• SOURCE EXTRACT:
++++++++

In 2016, about 30 per cent of registered marriages were of partners born in different countries, compared with 18 per cent in 2006, according to the Australian Bureau of Statistics. The proportion of marriages between two Australian-born people have gradually decreased over the past 20 years — from 73 per cent of all marriages in 2006, to 55 per cent in 2016. (ABC Intercultural relationships – pros and cons 2018).
Australia’s cultural landscape is rapidly changing. In November 9, 1961, the Marriage Act 1961 was updated changing the legal age of marriage to 18 and allowing interracial marriages.
Melbourne is one of the world’s most acclaimed multi-cultural cities, making it easy to meet people from all kinds of nationalities and cultural backgrounds and sometimes, to fall in love. However people from different backgrounds regularly suffer from racism and interracial relationships add another dimension or layer to discrimination. For example, in an SBS survey in 2018, 60 per cent of people surveyed said they’d be concerned if one of their relatives were to marry someone of Muslim background. The top 10 ‘Stunning Stats’ within the survey demonstrates the prevalence of racism and fear in Australia.
People in interracial relationships encounter a variety of issues and level of complexity that people from similar backgrounds do not experience. Differences in culture, faith and language can add challenges, complications and additional levels of stress. Starting a relationship may be difficult, be forbidden or have to be done in secret. Objections or resistance from parents, relatives, friends can be common occurrences as can being ostracised and chastised by their cultural communities and the community at large. Further conflict may also occur when asserting their personal or family values when bringing up their children.
Interracial Love is a TV series discussing with couples the complexities of such relationships. Each episode has 3 parts – an introduction, a non-scripted Q and A addressing the issues and a lighter/fun segment.
Channel 31 has agreed to air the series as a community partner; they are the ideal broadcaster, because they are a non-profit community channel. Channel 31 is aired in Melbourne & Geelong and seen by a multi-cultural audience of on average 1 Million viewers each month.

++++++++

• RECORDED INFORMATION:
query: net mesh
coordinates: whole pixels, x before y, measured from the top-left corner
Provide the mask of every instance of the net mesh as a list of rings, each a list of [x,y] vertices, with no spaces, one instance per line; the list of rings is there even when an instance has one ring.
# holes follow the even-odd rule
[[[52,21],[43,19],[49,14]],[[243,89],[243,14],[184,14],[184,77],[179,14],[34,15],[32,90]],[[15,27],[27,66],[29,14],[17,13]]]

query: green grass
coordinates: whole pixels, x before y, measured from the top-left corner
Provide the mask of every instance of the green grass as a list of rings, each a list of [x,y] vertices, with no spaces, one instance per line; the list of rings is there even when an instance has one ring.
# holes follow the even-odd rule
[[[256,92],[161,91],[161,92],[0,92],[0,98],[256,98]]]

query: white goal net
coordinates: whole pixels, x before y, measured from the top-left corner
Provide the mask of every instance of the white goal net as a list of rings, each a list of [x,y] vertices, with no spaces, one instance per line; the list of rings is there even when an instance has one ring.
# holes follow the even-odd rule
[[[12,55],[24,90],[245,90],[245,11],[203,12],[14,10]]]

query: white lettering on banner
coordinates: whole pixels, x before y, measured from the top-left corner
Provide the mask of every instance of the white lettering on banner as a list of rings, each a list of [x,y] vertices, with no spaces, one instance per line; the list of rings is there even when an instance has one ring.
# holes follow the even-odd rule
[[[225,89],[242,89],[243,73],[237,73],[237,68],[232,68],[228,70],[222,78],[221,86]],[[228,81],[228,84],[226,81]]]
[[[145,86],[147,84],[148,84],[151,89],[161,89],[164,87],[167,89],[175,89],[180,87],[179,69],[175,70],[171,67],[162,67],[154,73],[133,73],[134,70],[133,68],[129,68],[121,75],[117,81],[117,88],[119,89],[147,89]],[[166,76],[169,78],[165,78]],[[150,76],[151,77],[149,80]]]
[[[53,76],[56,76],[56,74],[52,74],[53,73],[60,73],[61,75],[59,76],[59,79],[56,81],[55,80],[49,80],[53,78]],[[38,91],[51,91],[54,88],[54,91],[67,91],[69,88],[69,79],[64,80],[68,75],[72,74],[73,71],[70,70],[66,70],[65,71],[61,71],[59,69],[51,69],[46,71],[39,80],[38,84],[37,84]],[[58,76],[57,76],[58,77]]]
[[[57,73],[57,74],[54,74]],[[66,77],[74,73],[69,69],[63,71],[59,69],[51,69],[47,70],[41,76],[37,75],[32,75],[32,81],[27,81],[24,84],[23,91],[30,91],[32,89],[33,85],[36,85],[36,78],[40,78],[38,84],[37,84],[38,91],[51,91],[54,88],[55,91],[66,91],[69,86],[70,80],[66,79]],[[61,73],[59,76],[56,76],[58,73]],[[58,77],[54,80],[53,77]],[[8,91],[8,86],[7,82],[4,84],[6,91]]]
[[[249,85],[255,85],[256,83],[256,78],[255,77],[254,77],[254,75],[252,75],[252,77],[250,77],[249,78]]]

++++++++

• DIRECTIONS:
1 – Reproduce everything from "Australia’s cultural landscape" down to "fear in Australia." in the text on interracial relationships, swapping "acclaimed" for "celebrated".
2 – According to the text on interracial relationships, what share of registered marriages in 2016 were of partners born in different countries?
3 – Write the next part of the text on interracial relationships, picking up after its final sentence.

• RESULTS OF THE EXERCISE:
1 –
Australia’s cultural landscape is rapidly changing. In November 9, 1961, the Marriage Act 1961 was updated changing the legal age of marriage to 18 and allowing interracial marriages.
Melbourne is one of the world’s most celebrated multi-cultural cities, making it easy to meet people from all kinds of nationalities and cultural backgrounds and sometimes, to fall in love. However people from different backgrounds regularly suffer from racism and interracial relationships add another dimension or layer to discrimination. For example, in an SBS survey in 2018, 60 per cent of people surveyed said they’d be concerned if one of their relatives were to marry someone of Muslim background. The top 10 ‘Stunning Stats’ within the survey demonstrates the prevalence of racism and fear in Australia.

2 – About 30 percent.

3 –
The proposed evaluation methodology is to interview the couples immediately as the come off air to ascertain if they can take any part of the discussion and use it positively in their relationship. They may have learnt something about each other or may wish to continue the conversation with others in similar situations, or those attempting to understand the intricacies of interracial relationships . There will be one further touchpoint as part of the evaluation process.
Initially the interviewees will be the beneficiaries of the conversations, however also the Chanel 31 audience will benefit. Regardless of whether viewers are in interracial relationships or not they may, after viewing, have an appreciation of those experiences that they didn’t have before.
This project is fundamentally about giving an ever growing group of people a voice for their own wellbeing as well as educating the broader Australian population at large, removing the mystery and perhaps depleting the fear associated with not understanding different cultures, thereby having a positive impact on one of the most multi-cultural cities in the world.
We will achieve this by selecting a diverse range of couples who represent the variability of the group that this affects.
Airing the series on Channel 31 is obviously quintessential to the broader conversation.
The evaluation and follow up is also an essential element as it informs the response to how the conversation is best kept going.
- developing skills and cultural competencies
- building community resilience
- promoting a greater understanding and acceptance of racial, religious and cultural diversity
- helping shape people that become more resilient in times of crisis
- have social networks that cross ethnic and religious groups, and
- inspiring Australians to welcome and support new migrants into our community
Creating Awareness through Communication and Media
Promoting a greater understanding and acceptance of interracial relationships can take shape in many ways. Our program is flexible in its response based on the feedback from interviewees and our evaluation methodology.
Our evaluation methodology includes two touch-points. One immediately after filming to define any immediate positive outcomes for the couple and see what the couple will take with them from the experience to help break down barriers. In the immediate post interview evaluation meeting we will gauge interest in ongoing support outcomes and encourage their participation. The second touch-point is approximately two months later to see if any ongoing outcomes were maintained.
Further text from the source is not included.